Action item
Set the records down again exactly, apart from any pictures in them.

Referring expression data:
>>>>

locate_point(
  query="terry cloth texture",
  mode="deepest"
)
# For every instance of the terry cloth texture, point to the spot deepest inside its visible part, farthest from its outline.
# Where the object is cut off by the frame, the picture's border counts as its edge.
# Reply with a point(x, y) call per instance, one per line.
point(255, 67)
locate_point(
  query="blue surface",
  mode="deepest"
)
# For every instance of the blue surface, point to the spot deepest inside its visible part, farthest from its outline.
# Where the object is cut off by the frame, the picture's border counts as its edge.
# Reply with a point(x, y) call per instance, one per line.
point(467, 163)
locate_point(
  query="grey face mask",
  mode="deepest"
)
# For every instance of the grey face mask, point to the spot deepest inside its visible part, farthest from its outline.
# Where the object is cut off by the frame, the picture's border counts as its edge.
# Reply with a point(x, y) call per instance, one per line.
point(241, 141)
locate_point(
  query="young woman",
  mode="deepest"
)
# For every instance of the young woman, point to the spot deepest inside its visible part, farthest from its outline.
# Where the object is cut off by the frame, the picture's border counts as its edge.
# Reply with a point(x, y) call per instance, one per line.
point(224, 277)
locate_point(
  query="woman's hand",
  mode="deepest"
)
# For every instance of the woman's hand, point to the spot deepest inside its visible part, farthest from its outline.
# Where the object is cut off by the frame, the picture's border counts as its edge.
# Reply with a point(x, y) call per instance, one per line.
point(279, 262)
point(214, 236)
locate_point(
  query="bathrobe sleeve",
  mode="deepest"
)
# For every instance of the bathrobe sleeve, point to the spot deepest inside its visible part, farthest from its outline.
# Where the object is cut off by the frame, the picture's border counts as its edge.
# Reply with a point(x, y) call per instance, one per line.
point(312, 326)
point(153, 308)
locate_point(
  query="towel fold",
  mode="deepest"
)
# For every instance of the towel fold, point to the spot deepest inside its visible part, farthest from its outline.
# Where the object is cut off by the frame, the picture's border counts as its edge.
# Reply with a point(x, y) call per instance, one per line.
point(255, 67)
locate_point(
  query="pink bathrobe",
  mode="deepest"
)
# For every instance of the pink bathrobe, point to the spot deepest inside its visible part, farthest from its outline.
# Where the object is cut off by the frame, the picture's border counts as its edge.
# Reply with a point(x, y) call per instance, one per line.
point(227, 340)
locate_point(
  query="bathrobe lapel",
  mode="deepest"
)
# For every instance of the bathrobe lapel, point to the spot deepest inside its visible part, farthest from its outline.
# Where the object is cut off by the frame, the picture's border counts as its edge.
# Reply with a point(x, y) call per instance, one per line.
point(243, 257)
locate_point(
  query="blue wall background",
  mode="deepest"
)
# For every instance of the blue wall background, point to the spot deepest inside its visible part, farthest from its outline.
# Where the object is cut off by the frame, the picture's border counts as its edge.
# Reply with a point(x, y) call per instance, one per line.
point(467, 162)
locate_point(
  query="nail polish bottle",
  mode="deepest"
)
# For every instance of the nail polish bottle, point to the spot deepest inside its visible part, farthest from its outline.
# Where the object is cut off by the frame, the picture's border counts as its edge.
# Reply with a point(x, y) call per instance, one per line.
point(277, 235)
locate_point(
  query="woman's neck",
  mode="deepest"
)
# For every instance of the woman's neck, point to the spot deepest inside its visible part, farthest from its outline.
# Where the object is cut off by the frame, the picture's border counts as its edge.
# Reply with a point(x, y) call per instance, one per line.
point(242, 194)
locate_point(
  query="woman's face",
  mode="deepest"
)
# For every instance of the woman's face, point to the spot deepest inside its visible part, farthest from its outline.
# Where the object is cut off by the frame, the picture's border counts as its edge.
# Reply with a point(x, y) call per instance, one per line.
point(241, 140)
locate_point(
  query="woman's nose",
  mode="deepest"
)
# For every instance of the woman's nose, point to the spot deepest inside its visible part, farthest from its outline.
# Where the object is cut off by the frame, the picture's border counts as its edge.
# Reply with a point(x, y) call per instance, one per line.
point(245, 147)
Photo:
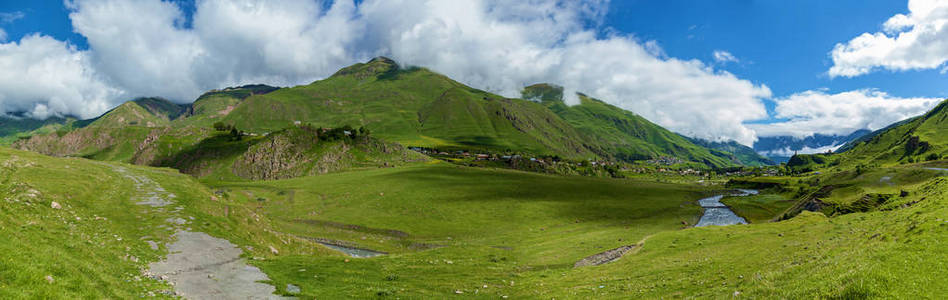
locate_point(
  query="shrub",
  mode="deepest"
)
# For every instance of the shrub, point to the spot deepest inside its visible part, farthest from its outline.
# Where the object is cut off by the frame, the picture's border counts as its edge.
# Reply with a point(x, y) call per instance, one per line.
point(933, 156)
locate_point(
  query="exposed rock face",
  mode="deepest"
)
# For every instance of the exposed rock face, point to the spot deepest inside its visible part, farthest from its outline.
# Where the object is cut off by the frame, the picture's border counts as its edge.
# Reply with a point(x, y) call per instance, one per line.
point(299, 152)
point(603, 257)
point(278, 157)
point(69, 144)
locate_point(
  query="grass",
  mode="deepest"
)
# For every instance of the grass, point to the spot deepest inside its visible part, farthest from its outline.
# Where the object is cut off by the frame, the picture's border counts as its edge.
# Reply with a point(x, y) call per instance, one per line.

<<<<

Result of this exercise
locate_point(
  query="terry cloth texture",
  mode="deepest"
)
# For every instance of the terry cloth texture, point to the spot deepest inside its visible part, farthest from its outline.
# Where the object is cut off by the frame, the picture's border counts as its edge.
# Reply with a point(x, y) call per instance, one per line.
point(255, 67)
locate_point(
  query="blue surface",
  mode="deepest"
)
# For every instance of the blue surface, point to the spot deepest inside its visible part, farthest from its outline.
# Where the object is cut off by the frame, the picture's border counts as its edge.
# Reply with a point(x, y) call per instance, one per line.
point(467, 163)
locate_point(
  query="grey face mask",
  mode="deepest"
)
# For every instance of the grey face mask, point to the spot deepest inside its visible part, farthest from its outline.
# Where the object is cut off by the frame, the picture's border counts as its edge.
# Reply with a point(x, y) call per instance, one per line.
point(241, 141)
locate_point(
  query="young woman",
  mode="deepest"
)
# For every instance of the young woman, point to the spot deepest inside its visible part, farthest from its outline.
# Where the object is cut off by the frame, the picture's border counts as its edge.
# Reply with a point(x, y) call per instance, one per line.
point(224, 277)
locate_point(
  query="woman's hand",
  mode="deepest"
)
# For every instance of the woman's hand, point to the spot deepest inside its visible part, farthest from its outline.
# Where the object is cut off by the frame, the picture's border counts as its edge.
# Reply with a point(x, y) call per instance, one per line.
point(279, 262)
point(214, 236)
locate_point(
  query="bathrobe sleeve",
  mode="deepest"
)
# For every instance of the bathrobe sleeve, point to the spot deepest inside its visible part, farthest from its outline.
# Where the object is cut off by the frame, the picture's border counts as its edge.
# Reply with a point(x, y) call per instance, one per line.
point(312, 326)
point(153, 308)
locate_point(
  query="towel fold",
  mode="deepest"
)
# For every instance of the towel fold, point to the spot deepest inside its visible part, farthest from its outline.
# Where the object is cut off by the frame, the picture's border counts as its edge.
# Reply with a point(x, y) call per instance, one per line.
point(255, 67)
locate_point(
  query="pink bathrobe",
  mode="deepest"
)
# For every instance of the pink bathrobe, point to the spot deepest inside its visible part, farthest from its outline.
# Where the object is cut off by the frame, the picture's border counts as its edge.
# Reply with a point(x, y) call per instance, one per line.
point(227, 340)
locate_point(
  query="bathrobe lapel",
  mode="deepest"
)
# For every instance of the bathrobe lapel, point to the spot deepest inside its visible part, farthest from its outline.
# Where the object is cut off by the frame, the picture's border counts as its edge.
# Reply with a point(x, y) call per instance, one per line.
point(243, 257)
locate_point(
  query="blue wall background",
  mode="deepest"
)
# For every instance of the blue wall background, point to the spot deepest inside its visible part, farthest from its outline.
# Where the object is cut off by the frame, the picture's border counts as its edge.
# Reply with a point(x, y) call per instance, one per line.
point(467, 162)
locate_point(
  query="nail polish bottle",
  mode="deepest"
)
# For every instance of the nail polish bottle, point to the spot deepest inside its visible part, farthest from its outline.
# Where the object is cut off by the frame, the picture's border counts as its edge.
# Reply with a point(x, y) call per instance, one per line.
point(277, 235)
locate_point(
  query="woman's neck",
  mode="deepest"
)
# For every instance of the woman's neck, point to the spot deepest inside its visible part, farthest from its outline.
# Where the object is cut off by the frame, the picture's border counts as its edge.
# Reply with a point(x, y) call per instance, one per line.
point(242, 194)
locate_point(
  query="woman's face",
  mode="deepest"
)
# For every instance of the woman's face, point to the spot deepest inside its visible part, farthest from its outline.
# Where the object is cut off by the frame, the picture's border counts as its edge.
# Reply with a point(x, y) call per instance, one per line.
point(241, 140)
locate_point(
  query="woman's nose",
  mode="deepest"
)
# For every instance of the woman's nose, point to the spot deepest inside its visible part, farthest from its outline.
# Where the object is cut off by the frame, the picture's border counts as its edge.
# Reply with a point(x, y) call per instance, one per line.
point(245, 147)
Photo:
locate_point(
  query="shrub",
  mode="deepest"
)
# For every instance of the shrub, point to the spot deepest inside its visible part, farthest from its outline.
# Where the object is cut off by the frame, the picture's border counts as its edge.
# Reply with a point(x, y) call per instance, one per line.
point(933, 156)
locate_point(
  query="exposed rock face",
  mode="deepest"
)
# For every instance of the exposed rock face, point to the spot deepest inside its visible part, farthest from its outline.
# Where the object is cut off by the frame, the picture's border counts as its edge.
# Reply with a point(x, y) call per instance, one per line.
point(299, 152)
point(603, 257)
point(278, 157)
point(69, 144)
locate_point(
  query="grass",
  mode="deepest"
)
# For every instance of the grass, point to the spot deepest inside its visible part, farthest from its outline.
# Where the object is cut off by the frame, the picture's border counts as its edge.
# Reply with a point(x, y) call per instance, one per line.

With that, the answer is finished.